Exercise details
Print, word for word, the lines below that begin with the line containing "Indicate the street" and continue through the last line, both ends included.

Extracted data
-- START --

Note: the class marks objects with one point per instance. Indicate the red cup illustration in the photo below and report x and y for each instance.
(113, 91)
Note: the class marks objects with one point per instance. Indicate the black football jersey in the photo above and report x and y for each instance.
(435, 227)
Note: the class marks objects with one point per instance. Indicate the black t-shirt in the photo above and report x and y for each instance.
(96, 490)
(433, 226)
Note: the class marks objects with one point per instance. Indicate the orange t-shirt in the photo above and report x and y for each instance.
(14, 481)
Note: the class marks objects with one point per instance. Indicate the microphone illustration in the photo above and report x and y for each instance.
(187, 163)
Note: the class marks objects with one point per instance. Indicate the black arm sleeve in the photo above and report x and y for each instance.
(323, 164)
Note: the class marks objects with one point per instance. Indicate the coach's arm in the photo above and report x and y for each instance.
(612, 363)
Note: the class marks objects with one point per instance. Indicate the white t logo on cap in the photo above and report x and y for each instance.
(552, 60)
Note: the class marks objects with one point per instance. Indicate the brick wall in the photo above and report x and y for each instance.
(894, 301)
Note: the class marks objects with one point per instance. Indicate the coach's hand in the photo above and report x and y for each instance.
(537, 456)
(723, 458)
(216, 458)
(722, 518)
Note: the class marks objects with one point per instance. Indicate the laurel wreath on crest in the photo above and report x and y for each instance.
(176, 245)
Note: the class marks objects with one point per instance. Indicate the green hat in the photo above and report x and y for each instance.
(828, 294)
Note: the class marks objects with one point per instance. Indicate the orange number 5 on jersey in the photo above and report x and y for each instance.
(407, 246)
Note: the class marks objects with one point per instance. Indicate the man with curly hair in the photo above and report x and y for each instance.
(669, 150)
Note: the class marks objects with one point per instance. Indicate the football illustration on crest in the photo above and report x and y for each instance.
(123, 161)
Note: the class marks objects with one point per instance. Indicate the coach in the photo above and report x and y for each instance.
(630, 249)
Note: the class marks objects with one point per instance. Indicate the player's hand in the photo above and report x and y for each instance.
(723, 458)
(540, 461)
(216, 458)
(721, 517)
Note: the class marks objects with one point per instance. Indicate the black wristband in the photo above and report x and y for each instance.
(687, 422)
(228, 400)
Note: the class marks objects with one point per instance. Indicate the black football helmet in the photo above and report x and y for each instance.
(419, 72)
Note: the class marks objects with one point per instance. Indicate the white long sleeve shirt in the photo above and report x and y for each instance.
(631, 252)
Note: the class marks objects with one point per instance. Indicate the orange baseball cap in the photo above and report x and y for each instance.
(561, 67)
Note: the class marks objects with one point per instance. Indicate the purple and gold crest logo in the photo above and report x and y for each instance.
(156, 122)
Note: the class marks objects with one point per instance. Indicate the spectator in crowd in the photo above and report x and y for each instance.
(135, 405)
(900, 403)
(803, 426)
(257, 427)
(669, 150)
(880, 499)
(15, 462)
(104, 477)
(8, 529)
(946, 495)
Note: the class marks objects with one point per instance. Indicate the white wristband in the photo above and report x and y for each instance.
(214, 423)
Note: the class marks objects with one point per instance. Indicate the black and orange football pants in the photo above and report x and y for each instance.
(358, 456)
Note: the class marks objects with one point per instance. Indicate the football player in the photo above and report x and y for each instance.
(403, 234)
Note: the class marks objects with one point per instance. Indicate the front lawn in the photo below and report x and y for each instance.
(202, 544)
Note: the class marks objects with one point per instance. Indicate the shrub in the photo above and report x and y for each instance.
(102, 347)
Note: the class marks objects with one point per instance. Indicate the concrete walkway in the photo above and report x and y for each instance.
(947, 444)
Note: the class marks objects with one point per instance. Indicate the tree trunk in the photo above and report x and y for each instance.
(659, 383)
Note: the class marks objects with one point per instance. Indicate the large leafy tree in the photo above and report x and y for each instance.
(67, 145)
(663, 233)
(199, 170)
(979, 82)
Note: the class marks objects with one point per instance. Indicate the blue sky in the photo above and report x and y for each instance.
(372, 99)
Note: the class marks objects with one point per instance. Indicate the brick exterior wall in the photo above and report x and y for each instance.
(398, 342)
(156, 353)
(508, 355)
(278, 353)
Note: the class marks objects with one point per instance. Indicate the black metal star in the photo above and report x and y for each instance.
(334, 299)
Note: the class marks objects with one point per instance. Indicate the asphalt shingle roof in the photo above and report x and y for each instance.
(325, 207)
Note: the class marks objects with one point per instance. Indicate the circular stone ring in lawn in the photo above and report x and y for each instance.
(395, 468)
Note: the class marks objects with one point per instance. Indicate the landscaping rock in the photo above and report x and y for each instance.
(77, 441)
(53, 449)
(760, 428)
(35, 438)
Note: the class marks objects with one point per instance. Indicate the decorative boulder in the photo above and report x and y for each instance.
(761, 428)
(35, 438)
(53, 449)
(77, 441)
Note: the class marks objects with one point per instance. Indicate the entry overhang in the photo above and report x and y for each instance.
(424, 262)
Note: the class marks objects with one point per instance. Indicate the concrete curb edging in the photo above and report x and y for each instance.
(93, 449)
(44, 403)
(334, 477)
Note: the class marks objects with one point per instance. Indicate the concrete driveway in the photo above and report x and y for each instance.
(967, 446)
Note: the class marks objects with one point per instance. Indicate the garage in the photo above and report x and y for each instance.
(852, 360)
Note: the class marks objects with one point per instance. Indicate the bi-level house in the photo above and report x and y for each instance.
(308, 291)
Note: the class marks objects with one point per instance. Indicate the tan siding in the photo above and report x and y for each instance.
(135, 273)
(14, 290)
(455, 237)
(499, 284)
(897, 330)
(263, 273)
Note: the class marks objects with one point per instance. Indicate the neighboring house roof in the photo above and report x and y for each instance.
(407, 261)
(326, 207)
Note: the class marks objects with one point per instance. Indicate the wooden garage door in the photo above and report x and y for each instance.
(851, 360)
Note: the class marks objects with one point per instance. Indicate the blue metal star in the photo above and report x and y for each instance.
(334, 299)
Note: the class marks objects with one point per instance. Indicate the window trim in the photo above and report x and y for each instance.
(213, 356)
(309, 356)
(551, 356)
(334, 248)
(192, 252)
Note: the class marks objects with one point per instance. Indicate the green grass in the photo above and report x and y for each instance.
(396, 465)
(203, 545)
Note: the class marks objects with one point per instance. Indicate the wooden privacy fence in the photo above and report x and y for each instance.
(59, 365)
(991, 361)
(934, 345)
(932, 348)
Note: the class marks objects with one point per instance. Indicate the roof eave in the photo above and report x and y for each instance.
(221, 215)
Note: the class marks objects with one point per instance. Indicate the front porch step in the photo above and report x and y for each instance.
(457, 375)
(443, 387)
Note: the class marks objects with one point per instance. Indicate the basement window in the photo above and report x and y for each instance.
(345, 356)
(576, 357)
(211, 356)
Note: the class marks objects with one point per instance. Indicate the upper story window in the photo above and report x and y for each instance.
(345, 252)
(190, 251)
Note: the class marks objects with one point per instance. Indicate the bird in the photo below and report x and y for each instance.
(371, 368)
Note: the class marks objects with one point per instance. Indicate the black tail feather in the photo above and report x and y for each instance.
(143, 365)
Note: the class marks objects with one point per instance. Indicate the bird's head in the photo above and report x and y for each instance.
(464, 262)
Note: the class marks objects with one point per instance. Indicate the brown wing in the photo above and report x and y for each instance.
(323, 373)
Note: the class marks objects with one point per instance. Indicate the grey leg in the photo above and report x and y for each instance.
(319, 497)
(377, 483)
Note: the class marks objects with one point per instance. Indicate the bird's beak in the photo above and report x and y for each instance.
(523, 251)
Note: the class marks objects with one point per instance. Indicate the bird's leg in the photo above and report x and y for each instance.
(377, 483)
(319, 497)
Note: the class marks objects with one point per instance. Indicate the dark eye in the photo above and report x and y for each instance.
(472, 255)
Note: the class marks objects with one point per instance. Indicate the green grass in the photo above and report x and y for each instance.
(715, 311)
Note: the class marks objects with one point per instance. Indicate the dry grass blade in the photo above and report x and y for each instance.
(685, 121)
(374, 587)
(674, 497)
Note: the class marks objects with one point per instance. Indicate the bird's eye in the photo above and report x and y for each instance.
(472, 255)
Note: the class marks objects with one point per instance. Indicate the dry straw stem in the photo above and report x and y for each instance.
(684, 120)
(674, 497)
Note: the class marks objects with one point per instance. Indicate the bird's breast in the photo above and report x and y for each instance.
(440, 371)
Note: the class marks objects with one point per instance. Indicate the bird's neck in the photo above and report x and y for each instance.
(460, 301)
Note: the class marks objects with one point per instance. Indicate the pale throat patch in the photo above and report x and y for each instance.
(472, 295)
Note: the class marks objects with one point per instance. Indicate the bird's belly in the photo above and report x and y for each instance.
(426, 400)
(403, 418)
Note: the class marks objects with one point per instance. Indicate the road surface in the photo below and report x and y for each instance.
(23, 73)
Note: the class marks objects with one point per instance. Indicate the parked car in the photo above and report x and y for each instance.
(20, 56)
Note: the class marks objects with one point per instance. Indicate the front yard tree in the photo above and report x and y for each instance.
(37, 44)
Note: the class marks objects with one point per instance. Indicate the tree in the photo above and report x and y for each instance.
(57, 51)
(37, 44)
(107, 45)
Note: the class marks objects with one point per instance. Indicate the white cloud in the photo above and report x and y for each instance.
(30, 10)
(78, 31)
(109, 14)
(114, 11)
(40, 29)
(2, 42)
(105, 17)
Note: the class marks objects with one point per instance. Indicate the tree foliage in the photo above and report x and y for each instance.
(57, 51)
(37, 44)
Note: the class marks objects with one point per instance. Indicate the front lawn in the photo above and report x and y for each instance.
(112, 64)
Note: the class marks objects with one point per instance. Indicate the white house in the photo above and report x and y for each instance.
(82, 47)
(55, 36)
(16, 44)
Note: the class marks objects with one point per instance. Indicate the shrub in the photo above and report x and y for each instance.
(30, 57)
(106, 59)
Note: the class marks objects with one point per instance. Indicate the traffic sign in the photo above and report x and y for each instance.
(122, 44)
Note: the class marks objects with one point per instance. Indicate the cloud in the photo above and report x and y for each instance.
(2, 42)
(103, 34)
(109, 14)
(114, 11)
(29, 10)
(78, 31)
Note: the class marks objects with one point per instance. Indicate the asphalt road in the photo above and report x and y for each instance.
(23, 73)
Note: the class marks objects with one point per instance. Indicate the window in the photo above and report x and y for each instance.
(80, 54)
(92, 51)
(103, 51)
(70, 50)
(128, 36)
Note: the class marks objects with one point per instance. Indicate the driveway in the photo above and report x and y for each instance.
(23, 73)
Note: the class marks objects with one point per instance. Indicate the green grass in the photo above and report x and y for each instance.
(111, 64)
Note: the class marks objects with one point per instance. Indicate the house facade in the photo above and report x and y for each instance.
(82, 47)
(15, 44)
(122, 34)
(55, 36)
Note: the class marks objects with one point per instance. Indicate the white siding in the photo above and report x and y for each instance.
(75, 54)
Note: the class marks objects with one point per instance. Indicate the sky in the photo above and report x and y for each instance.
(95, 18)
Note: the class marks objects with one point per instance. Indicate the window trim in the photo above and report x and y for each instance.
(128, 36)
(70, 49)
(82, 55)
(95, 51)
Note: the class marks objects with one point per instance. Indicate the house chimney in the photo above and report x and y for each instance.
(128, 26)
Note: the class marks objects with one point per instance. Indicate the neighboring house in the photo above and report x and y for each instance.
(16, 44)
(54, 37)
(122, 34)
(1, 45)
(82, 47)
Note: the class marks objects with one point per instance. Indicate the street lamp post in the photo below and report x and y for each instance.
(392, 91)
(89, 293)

-- END --

Exercise result
Note: the class marks objects with one point per instance. Indicate the street lamp post in the photo below and report x and y for each instance.
(392, 91)
(89, 293)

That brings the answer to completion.